Text shown –
○ ○ ○ ○
Overview of Projects

Cancer Drug Design and Synthesis

Benzimidazoles have vast biological activity and medicinal utility. Our work involves the synthesis and design of novel di-substituted benzimidazoles and the evaluation of their therapeutic potential against cancers which disproportionately impact African Americans.  With this, a primary focus of the work is the elucidation of the structure-activity relationship of the molecules and the mechanism by which they inhibit the development and progression of cancers. The work utilizes methods related to computer-aided drug design and microwave assisted organic synthesis.

Funding for this work was received through the National Institute of Health/National Center on Minority Health and Health Disparities: Research Infrastructure in Minority Institutions Award No. 5p20md000215-07002 – Sub-project.
○ ○ ○ ○
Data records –
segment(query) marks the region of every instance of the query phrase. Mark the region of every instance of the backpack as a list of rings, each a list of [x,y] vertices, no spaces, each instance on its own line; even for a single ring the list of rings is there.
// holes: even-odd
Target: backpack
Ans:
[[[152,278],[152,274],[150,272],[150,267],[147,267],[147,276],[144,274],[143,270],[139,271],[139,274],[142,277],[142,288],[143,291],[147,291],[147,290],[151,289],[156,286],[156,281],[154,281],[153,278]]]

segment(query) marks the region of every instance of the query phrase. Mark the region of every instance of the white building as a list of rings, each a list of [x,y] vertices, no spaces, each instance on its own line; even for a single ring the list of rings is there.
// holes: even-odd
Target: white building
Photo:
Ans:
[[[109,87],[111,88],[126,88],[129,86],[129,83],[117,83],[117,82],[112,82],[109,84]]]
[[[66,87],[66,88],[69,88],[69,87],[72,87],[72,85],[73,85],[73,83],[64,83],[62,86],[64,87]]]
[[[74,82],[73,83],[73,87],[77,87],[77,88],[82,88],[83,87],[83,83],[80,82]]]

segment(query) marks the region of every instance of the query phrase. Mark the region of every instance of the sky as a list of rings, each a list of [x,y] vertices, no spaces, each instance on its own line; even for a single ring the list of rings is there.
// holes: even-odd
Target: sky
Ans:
○ ○ ○ ○
Task requirements – Repeat the entire project overview word for word. These data records have no connection to the project overview.

Solved exercise –
Overview of Projects

Cancer Drug Design and Synthesis

Benzimidazoles have vast biological activity and medicinal utility. Our work involves the synthesis and design of novel di-substituted benzimidazoles and the evaluation of their therapeutic potential against cancers which disproportionately impact African Americans.  With this, a primary focus of the work is the elucidation of the structure-activity relationship of the molecules and the mechanism by which they inhibit the development and progression of cancers. The work utilizes methods related to computer-aided drug design and microwave assisted organic synthesis.

Funding for this work was received through the National Institute of Health/National Center on Minority Health and Health Disparities: Research Infrastructure in Minority Institutions Award No. 5p20md000215-07002 – Sub-project.